# Task item
What lines in the material hold the string "panel"? Return every one of them.

====== Data to examine ======

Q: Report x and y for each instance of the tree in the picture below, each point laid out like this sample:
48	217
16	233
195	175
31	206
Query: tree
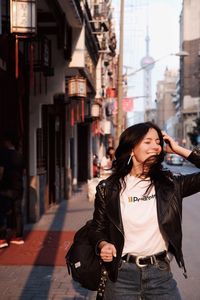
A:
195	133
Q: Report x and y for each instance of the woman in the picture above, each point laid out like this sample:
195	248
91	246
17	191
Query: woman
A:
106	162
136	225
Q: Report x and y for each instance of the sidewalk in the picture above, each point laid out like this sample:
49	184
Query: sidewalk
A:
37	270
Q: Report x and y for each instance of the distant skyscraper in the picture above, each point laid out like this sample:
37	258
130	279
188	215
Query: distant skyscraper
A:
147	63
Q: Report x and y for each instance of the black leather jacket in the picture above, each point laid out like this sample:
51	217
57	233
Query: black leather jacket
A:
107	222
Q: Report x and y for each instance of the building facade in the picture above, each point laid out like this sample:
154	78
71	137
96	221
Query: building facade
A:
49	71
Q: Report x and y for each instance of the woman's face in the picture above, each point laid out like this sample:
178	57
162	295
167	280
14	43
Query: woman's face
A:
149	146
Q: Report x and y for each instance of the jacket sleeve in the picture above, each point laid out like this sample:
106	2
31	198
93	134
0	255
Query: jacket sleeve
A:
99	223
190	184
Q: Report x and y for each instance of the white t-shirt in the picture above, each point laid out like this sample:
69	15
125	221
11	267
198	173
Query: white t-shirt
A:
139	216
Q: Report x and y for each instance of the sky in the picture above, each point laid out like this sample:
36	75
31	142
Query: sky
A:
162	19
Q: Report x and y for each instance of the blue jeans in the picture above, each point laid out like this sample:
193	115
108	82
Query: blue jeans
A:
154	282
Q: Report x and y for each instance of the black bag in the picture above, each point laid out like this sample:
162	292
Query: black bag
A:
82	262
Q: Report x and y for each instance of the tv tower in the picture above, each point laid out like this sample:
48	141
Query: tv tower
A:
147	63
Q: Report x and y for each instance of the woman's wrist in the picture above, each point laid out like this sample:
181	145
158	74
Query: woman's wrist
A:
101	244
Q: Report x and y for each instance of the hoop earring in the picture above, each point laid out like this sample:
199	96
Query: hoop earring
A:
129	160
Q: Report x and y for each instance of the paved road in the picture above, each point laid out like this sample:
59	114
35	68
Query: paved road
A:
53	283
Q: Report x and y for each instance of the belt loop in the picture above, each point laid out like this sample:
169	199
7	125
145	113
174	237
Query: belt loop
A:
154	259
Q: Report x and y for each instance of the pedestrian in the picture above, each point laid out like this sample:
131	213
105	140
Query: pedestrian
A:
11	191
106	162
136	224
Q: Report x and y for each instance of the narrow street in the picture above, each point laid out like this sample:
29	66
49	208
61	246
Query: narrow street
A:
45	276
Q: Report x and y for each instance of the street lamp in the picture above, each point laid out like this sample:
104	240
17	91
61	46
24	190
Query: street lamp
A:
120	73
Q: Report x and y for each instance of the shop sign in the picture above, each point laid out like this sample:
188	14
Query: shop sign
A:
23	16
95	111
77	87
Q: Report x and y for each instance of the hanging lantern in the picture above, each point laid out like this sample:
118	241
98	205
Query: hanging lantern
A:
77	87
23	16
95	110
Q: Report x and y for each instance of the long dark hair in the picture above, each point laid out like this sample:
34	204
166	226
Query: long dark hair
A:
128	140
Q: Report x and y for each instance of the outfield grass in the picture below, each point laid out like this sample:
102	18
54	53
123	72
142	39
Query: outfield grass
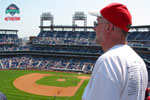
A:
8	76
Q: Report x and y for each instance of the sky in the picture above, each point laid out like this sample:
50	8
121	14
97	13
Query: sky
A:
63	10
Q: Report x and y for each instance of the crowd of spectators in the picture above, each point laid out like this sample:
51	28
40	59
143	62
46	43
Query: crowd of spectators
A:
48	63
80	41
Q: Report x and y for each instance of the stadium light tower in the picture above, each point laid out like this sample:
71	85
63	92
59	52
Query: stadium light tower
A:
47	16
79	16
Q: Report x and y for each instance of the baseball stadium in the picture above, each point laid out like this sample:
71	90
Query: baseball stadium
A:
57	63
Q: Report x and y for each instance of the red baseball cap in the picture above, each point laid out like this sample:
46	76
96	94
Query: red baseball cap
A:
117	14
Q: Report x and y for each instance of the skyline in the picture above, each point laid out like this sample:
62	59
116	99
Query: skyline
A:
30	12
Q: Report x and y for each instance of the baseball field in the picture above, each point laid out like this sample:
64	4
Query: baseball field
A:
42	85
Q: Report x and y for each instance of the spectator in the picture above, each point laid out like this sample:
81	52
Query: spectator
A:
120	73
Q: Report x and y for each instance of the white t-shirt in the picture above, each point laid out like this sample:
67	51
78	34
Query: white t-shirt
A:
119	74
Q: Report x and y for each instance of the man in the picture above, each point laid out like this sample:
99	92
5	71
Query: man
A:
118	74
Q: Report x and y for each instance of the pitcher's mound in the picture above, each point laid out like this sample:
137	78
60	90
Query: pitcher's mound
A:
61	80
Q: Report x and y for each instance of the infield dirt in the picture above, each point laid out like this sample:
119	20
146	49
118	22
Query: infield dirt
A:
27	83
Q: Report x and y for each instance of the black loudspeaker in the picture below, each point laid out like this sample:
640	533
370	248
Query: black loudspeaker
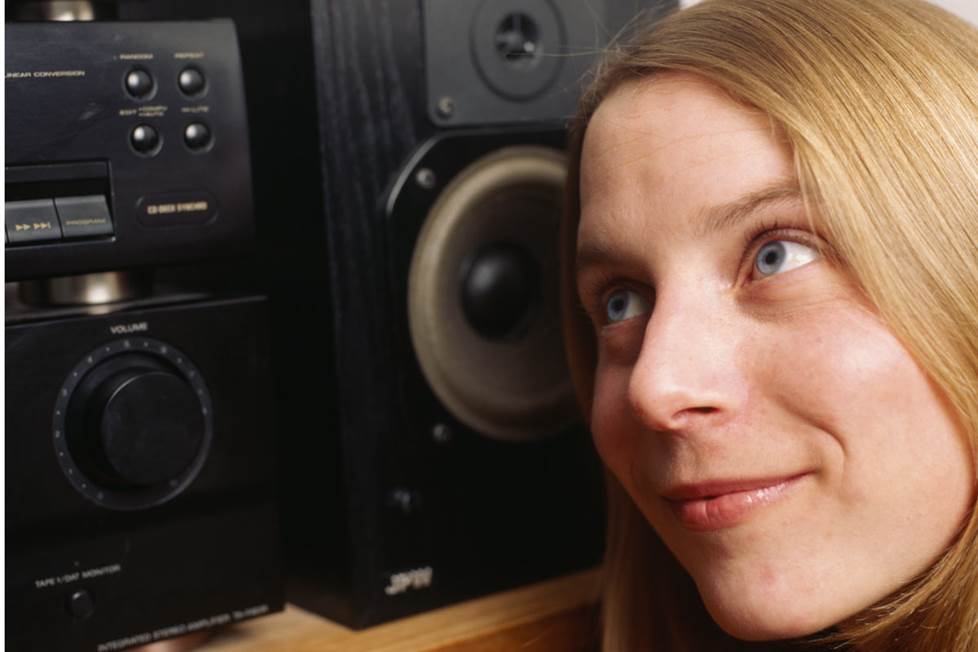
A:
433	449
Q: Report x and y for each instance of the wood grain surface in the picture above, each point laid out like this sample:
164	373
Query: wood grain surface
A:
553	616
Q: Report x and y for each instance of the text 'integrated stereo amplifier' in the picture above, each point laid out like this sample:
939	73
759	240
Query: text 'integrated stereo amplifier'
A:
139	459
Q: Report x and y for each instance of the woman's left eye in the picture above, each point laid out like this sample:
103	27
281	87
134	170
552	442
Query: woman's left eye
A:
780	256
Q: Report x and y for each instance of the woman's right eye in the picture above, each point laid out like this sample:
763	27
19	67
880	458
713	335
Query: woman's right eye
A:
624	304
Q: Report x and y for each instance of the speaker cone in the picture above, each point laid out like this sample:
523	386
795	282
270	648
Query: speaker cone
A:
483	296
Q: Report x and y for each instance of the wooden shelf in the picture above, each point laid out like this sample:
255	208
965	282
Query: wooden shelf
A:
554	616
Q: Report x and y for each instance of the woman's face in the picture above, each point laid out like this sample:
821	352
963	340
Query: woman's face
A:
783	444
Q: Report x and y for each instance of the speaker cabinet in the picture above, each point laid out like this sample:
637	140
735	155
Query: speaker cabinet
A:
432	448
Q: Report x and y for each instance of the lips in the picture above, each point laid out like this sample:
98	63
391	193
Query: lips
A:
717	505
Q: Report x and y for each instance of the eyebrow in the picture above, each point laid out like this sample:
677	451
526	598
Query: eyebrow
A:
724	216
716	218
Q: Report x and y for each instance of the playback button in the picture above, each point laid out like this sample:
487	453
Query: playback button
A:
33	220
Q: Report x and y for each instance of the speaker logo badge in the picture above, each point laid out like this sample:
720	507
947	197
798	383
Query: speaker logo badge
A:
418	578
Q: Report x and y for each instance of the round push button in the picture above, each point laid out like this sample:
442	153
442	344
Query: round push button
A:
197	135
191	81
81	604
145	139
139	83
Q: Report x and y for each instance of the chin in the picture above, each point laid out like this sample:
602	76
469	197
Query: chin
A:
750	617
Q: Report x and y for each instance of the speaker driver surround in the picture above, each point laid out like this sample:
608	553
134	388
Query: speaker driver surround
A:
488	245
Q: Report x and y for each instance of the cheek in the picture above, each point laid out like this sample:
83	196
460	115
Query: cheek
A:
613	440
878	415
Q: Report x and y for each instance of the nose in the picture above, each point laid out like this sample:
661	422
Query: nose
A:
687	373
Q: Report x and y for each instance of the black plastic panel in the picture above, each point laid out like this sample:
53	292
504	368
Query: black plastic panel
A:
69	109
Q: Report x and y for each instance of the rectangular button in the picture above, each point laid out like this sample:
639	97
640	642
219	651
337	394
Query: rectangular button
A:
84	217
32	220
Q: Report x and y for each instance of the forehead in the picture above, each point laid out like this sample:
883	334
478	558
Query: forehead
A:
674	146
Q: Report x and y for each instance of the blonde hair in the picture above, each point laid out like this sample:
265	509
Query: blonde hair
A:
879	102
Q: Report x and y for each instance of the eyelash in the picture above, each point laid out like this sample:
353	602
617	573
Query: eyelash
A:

======

# Completed exercise
Q: Report x and y for each instance of the black plastic panel in the picture above, each point laid out like this sample:
Query: black plastic panel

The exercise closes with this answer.